## begin
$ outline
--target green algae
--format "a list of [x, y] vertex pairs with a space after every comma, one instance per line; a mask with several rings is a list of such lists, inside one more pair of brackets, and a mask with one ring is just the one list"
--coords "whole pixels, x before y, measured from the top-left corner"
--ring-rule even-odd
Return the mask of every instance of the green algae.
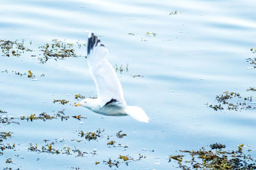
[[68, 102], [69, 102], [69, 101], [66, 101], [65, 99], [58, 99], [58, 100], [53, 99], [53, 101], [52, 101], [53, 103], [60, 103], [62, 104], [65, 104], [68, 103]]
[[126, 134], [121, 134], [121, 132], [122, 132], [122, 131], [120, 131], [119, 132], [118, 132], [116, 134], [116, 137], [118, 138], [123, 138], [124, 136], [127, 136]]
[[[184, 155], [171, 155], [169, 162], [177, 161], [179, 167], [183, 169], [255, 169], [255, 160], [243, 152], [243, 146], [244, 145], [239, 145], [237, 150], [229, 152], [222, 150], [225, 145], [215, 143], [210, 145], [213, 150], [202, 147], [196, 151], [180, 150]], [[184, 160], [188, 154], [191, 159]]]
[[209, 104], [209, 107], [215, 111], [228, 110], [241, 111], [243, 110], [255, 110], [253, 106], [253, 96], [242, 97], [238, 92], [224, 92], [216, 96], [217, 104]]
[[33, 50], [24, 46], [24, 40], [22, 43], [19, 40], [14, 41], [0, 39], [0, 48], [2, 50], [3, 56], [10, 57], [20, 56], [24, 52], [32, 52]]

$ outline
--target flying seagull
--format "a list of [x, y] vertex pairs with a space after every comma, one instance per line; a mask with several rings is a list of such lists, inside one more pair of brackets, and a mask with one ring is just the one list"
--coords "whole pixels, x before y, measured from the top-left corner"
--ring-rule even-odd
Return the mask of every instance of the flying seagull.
## end
= Your task =
Reproduce each of the rows above verbatim, leaving out the pictures.

= Result of the task =
$ outline
--target green algae
--format "a list of [x, y] vertex pairs with a space after every comma, one instance per line; a mask with several rings is a list of such lists, inside one more pair of brackets, and a mask with one ring is just the one list"
--coords "whole pixels, x before y, measured from the top-left corner"
--ring-rule even-odd
Return the mask of every instance of the green algae.
[[68, 102], [69, 102], [69, 101], [66, 101], [65, 99], [58, 99], [58, 100], [53, 99], [53, 101], [52, 101], [53, 103], [60, 103], [62, 104], [65, 104], [68, 103]]
[[126, 134], [121, 134], [121, 132], [122, 132], [122, 131], [120, 131], [119, 132], [118, 132], [116, 134], [116, 137], [118, 138], [123, 138], [124, 136], [127, 136]]
[[[184, 155], [171, 155], [169, 162], [177, 161], [179, 167], [183, 169], [255, 169], [255, 160], [243, 152], [243, 146], [244, 145], [239, 145], [237, 150], [229, 152], [222, 150], [225, 145], [215, 143], [210, 145], [213, 150], [202, 147], [196, 151], [180, 150]], [[184, 160], [188, 154], [191, 159]]]
[[209, 104], [209, 107], [215, 111], [228, 110], [241, 111], [243, 110], [255, 110], [253, 106], [253, 96], [242, 97], [238, 92], [224, 92], [216, 96], [217, 104]]
[[33, 50], [24, 46], [24, 40], [22, 43], [19, 40], [14, 41], [0, 39], [0, 48], [2, 50], [3, 56], [10, 57], [20, 56], [24, 52], [32, 52]]

$ outline
--target flying seagull
--format "a list of [x, y] vertex pairs with a space after every comma, one instance per line; a mask with several rings is a list of such lists, inside one more pair of brackets, and a mask with one ring is just the one list"
--coords "whole pixels, x before y, measured from the top-left corner"
--ring-rule even-odd
Return the mask of every instance of the flying seagull.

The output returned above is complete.